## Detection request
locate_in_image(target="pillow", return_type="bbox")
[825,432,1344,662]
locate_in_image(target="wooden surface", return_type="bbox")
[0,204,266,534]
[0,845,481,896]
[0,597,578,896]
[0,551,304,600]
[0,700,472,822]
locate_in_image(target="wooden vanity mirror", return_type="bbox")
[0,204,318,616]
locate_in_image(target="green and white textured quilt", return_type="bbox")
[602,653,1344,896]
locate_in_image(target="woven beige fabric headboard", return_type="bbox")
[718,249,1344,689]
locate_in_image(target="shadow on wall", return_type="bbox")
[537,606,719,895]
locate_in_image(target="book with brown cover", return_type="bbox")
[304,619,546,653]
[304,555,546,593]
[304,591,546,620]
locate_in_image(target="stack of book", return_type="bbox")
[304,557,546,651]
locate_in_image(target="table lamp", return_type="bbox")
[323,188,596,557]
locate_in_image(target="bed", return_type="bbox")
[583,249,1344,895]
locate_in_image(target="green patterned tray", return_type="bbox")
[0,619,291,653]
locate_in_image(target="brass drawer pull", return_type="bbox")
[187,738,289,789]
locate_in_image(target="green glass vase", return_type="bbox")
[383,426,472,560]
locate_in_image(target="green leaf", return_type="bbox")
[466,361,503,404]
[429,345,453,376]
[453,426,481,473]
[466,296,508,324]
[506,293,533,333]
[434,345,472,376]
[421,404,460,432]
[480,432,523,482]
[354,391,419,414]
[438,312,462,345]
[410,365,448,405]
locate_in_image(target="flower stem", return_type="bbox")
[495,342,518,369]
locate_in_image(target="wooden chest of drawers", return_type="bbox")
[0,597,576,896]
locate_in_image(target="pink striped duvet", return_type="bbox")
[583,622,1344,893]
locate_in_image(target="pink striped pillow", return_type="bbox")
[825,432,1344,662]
▬▬▬▬▬▬▬▬▬▬
* Task to carry out: Format every line of the items above as a two-column Markdown table, with the row number under "No." and the line itself under "Entry", skipping any blank lines.

* Response to the task:
| No. | Entry |
|---|---|
| 1 | ## Detection request |
| 2 | locate_in_image(target="pillow", return_type="bbox") |
| 3 | [825,432,1344,662] |
| 4 | locate_in_image(target="wooden surface", return_type="bbox") |
| 5 | [0,204,266,534] |
| 6 | [0,845,481,896] |
| 7 | [0,597,578,896] |
| 8 | [0,551,304,600] |
| 9 | [0,700,472,822] |
| 10 | locate_in_image(target="wooden vanity mirror", return_type="bbox") |
| 11 | [0,204,318,616] |
| 12 | locate_in_image(target="green and white textured quilt", return_type="bbox") |
| 13 | [602,653,1344,896] |
| 14 | locate_in_image(target="woven beige fabric headboard", return_type="bbox") |
| 15 | [718,249,1344,689] |
| 16 | locate_in_image(target="shadow on wall", return_type="bbox") |
| 17 | [537,606,719,895] |
| 18 | locate_in_image(target="book with brown cover", return_type="bbox") |
| 19 | [304,619,546,653] |
| 20 | [304,555,546,593] |
| 21 | [304,591,546,620] |
| 22 | locate_in_image(target="stack of book", return_type="bbox") |
| 23 | [304,557,546,651] |
| 24 | locate_in_image(target="table lamp", return_type="bbox") |
| 25 | [323,188,596,557] |
| 26 | locate_in_image(target="bed", return_type="bbox") |
| 27 | [583,249,1344,895] |
| 28 | locate_in_image(target="green patterned tray", return_type="bbox") |
| 29 | [0,619,291,653] |
| 30 | locate_in_image(target="brass drawer pull", return_type="bbox") |
| 31 | [187,738,289,789] |
| 32 | locate_in_image(target="green glass vase", return_type="bbox") |
| 33 | [383,426,472,560] |
| 34 | locate_in_image(target="green leaf", return_type="bbox") |
| 35 | [466,361,503,404] |
| 36 | [429,345,453,376] |
| 37 | [453,426,481,473] |
| 38 | [466,296,508,324] |
| 39 | [506,293,533,333] |
| 40 | [434,345,472,376] |
| 41 | [421,404,460,432] |
| 42 | [480,432,523,482] |
| 43 | [354,391,419,414] |
| 44 | [438,312,462,345] |
| 45 | [410,365,448,405] |
| 46 | locate_in_image(target="flower stem", return_type="bbox") |
| 47 | [495,342,518,369] |
| 48 | locate_in_image(target="wooden chest of drawers", return_type="bbox") |
| 49 | [0,597,576,896] |
| 50 | locate_in_image(target="pink striped duvet", return_type="bbox") |
| 51 | [583,622,1344,893] |
| 52 | locate_in_image(target="pink striped pillow", return_type="bbox") |
| 53 | [825,432,1344,662] |